== SUPPLIED DATA
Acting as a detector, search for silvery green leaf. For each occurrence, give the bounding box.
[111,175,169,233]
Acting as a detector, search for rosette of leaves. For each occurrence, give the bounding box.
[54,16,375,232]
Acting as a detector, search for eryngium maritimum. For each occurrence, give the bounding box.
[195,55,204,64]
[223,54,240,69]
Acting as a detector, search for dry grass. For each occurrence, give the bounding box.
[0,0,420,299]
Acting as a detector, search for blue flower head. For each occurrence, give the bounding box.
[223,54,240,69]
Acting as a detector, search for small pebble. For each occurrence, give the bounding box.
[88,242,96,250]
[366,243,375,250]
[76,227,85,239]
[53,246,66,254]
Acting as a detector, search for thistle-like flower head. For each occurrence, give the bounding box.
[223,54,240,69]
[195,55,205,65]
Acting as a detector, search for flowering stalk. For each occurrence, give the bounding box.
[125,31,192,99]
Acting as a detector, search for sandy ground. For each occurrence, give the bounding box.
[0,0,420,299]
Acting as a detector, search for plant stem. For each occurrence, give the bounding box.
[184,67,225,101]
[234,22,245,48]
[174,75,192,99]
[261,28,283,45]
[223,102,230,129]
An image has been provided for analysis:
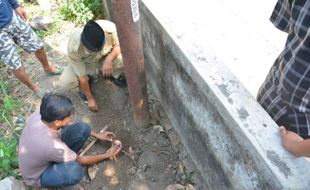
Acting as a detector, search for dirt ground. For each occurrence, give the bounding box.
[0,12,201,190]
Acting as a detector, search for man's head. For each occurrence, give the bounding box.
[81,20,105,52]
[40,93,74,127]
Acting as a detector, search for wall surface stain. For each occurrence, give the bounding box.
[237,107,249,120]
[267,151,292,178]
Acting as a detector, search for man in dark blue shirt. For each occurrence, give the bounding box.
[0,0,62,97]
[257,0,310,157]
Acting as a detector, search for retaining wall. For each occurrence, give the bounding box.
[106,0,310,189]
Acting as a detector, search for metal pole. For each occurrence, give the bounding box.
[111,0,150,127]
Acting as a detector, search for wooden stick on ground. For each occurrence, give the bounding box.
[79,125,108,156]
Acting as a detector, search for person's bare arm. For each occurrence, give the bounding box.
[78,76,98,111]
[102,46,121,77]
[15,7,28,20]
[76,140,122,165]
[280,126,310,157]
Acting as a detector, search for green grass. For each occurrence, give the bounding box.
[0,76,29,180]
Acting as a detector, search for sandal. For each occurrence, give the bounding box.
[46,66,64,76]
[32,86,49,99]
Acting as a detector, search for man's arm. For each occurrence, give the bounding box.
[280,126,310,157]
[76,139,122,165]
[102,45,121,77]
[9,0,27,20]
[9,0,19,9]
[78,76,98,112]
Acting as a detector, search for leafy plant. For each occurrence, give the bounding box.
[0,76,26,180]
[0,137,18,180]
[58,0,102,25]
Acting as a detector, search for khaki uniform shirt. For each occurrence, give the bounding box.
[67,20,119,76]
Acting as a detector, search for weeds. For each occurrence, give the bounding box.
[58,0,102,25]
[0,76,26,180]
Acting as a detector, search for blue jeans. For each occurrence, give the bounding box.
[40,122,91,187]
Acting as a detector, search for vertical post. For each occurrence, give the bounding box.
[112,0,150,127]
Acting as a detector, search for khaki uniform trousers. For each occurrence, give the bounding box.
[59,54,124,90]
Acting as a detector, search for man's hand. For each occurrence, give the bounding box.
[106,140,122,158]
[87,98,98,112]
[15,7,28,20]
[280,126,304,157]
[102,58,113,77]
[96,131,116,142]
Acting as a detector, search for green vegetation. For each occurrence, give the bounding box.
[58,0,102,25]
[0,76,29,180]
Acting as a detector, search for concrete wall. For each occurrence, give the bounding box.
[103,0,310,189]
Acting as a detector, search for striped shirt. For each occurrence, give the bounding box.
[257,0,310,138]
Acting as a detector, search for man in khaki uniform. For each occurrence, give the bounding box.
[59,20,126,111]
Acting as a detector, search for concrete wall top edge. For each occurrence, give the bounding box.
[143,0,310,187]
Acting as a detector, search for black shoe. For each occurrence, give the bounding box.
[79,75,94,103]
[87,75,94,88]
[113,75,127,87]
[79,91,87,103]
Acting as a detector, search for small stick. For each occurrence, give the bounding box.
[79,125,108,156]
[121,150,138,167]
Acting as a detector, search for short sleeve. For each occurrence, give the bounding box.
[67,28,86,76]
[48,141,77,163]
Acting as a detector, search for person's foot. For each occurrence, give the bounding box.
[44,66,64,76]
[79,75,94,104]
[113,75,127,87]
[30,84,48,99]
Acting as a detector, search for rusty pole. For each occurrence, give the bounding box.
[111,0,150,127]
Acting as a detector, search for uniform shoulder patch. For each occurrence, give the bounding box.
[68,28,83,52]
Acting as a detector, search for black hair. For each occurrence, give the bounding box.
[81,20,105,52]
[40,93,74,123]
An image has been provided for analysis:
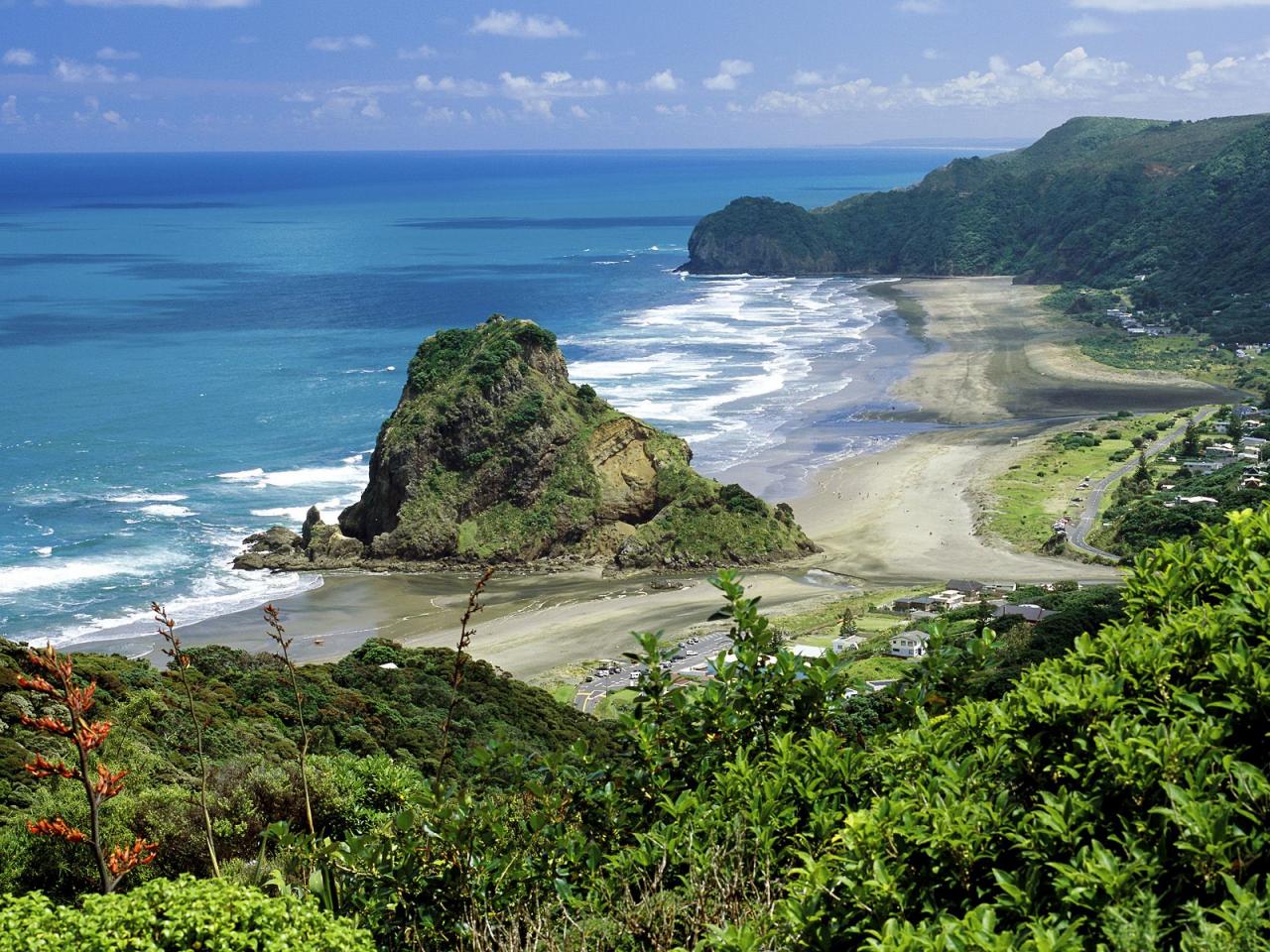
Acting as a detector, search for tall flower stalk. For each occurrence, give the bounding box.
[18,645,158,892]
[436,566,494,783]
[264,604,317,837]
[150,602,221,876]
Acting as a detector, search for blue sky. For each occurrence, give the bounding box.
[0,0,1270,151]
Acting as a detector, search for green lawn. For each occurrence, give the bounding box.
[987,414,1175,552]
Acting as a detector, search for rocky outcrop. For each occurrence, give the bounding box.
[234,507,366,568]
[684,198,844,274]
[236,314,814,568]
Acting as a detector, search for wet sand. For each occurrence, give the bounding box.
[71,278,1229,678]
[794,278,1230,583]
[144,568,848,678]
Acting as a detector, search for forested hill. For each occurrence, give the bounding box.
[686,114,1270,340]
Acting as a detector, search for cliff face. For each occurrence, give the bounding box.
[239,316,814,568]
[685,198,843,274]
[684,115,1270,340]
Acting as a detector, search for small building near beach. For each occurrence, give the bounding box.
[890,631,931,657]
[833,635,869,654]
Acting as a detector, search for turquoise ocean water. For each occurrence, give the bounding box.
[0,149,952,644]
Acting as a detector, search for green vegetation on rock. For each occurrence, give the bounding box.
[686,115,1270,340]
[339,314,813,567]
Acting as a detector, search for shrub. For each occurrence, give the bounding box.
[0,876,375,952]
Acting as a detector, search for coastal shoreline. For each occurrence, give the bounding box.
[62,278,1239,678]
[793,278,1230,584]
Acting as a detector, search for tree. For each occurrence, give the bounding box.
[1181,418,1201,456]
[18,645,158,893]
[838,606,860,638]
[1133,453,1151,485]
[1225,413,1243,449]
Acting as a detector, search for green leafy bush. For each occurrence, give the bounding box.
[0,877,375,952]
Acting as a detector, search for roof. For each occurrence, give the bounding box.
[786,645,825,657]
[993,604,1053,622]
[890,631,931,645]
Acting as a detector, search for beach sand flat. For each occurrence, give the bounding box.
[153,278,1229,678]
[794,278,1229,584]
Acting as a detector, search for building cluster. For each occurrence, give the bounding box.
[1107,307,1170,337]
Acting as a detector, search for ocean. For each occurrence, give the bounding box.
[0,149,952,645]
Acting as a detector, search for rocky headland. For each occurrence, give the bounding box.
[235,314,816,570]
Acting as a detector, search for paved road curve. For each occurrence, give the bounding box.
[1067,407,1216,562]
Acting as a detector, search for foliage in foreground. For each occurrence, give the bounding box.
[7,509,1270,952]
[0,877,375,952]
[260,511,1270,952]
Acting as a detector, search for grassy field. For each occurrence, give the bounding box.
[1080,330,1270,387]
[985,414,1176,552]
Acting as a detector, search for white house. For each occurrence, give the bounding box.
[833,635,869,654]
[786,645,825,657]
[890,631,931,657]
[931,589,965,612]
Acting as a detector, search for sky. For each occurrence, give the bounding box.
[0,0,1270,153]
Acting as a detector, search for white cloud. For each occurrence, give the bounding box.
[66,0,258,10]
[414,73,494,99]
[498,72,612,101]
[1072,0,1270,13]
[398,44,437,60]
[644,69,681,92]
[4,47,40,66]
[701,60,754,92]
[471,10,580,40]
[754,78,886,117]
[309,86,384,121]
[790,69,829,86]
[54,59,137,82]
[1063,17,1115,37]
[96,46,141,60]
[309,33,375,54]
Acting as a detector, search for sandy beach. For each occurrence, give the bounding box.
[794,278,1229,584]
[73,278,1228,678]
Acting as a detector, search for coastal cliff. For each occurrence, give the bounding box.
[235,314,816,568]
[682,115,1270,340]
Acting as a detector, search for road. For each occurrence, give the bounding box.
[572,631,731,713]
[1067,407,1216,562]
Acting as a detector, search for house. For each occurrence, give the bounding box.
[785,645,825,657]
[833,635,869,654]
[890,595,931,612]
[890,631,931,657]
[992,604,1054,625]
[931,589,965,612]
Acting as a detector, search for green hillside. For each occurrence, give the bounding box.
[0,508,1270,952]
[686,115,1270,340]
====
== SUPPLIED DATA
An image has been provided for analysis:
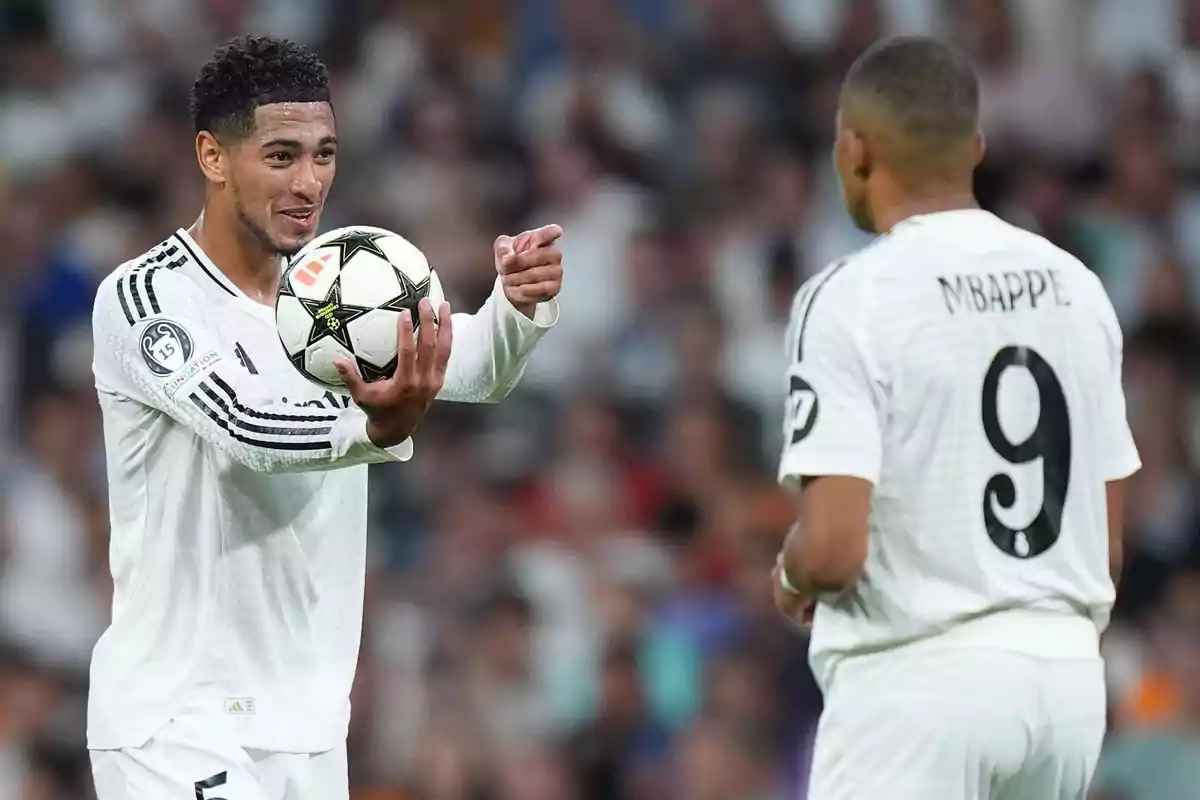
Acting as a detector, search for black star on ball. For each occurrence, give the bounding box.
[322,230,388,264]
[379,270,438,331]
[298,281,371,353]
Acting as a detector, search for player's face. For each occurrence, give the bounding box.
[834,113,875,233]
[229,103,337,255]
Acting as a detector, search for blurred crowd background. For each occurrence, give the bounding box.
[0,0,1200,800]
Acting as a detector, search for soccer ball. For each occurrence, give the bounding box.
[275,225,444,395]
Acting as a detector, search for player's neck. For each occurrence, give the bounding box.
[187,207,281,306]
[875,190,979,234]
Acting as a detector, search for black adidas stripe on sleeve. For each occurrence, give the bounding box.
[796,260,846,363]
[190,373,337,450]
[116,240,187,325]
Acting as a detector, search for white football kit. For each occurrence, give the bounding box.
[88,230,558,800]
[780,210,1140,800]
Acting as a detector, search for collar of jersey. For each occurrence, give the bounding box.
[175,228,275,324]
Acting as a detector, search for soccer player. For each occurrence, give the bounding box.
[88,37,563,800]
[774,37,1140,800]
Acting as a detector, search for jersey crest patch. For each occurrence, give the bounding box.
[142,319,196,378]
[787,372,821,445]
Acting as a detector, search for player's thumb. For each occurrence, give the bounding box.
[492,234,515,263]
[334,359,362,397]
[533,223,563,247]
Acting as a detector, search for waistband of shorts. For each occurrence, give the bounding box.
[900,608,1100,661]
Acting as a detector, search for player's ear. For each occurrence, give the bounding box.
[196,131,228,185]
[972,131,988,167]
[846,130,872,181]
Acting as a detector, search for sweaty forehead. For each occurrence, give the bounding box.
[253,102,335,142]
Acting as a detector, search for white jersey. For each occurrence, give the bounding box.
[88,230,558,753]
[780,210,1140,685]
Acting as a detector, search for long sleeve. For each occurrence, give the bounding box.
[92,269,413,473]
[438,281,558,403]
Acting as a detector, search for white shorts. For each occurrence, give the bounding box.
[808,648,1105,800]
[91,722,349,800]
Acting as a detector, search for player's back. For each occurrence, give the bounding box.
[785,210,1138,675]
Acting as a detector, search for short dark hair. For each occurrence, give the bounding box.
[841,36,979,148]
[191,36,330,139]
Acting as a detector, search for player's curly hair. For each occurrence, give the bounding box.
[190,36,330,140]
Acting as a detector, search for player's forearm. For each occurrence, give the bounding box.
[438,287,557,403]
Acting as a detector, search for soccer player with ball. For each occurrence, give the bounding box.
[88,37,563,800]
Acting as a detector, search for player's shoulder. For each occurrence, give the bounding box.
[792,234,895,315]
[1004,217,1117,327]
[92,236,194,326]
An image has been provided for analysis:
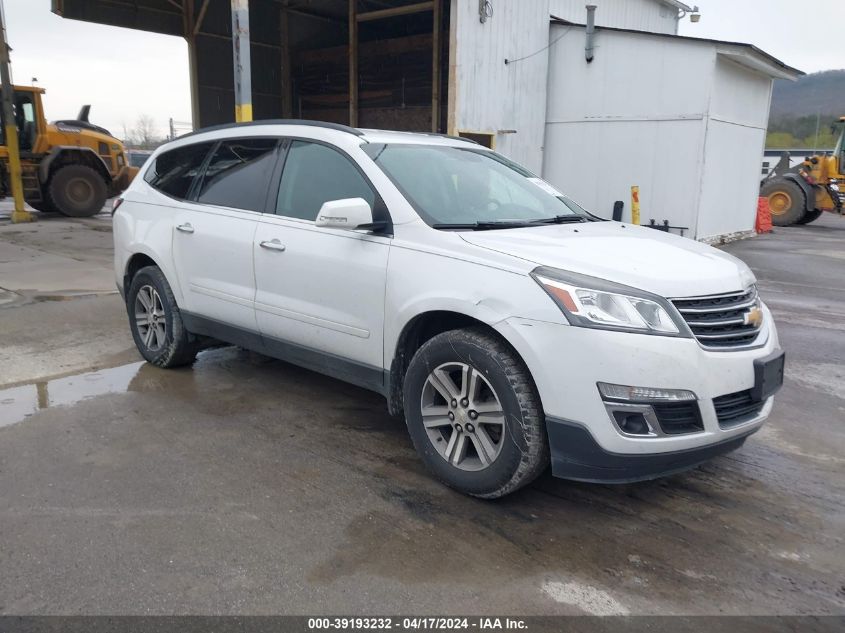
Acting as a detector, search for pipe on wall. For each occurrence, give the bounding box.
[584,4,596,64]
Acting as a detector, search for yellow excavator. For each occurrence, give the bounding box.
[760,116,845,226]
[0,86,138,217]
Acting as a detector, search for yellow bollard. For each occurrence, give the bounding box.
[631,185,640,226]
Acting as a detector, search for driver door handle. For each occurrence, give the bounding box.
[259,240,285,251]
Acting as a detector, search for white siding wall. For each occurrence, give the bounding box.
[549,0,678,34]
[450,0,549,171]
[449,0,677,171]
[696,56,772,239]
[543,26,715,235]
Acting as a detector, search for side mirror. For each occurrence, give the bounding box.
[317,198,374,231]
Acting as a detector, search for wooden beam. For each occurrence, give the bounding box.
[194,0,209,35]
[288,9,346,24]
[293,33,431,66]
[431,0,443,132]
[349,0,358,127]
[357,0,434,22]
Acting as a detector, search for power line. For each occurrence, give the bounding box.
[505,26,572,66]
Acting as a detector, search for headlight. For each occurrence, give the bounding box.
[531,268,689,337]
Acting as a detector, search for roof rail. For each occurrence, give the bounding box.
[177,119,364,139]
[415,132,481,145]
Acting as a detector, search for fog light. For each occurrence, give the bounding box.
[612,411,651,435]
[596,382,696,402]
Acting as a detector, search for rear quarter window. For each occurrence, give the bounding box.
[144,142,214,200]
====
PROBLEM DESCRIPTION | Copy out the lines word for word, beginning at the line that has "Acting as a detector, search for black adidas" and stopping after the line that has "[116,240,187,325]".

SOLUTION FOR THIS TASK |
Acting as a detector, search for black adidas stripe on sleeve. For each occurrence, give the bounding box.
[796,260,846,363]
[190,373,337,450]
[116,240,187,325]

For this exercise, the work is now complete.